-- What to work on --
Each line from the one containing "Draw the outline of every instance of the statue's" through the final line of the data below must be repeated exactly.

Collected data:
.....

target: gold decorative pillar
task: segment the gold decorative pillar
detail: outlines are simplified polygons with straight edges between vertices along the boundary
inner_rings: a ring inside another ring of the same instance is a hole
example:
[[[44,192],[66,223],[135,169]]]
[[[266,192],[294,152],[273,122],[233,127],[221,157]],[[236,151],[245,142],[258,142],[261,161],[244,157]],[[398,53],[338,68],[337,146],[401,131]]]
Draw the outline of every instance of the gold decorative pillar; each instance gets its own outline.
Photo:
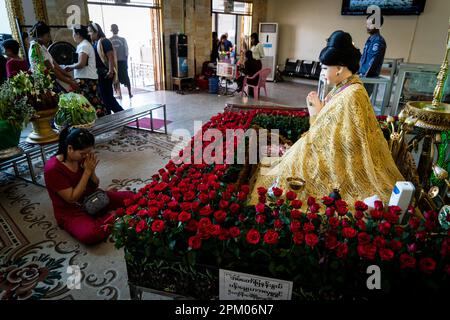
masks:
[[[48,24],[47,7],[44,0],[33,0],[34,14],[37,21]]]
[[[24,11],[22,6],[22,0],[5,0],[6,11],[8,12],[9,25],[11,26],[11,32],[14,39],[19,41],[19,32],[17,29],[16,18],[19,19],[21,25],[25,24]]]

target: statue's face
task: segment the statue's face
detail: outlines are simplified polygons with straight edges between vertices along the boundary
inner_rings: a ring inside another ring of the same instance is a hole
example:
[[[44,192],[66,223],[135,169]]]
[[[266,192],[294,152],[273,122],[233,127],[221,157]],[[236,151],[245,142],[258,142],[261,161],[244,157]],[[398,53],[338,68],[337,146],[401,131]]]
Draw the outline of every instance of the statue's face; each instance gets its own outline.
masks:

.....

-- Reply --
Draw the outline of every instance of the statue's face; each instance gets its own outline.
masks:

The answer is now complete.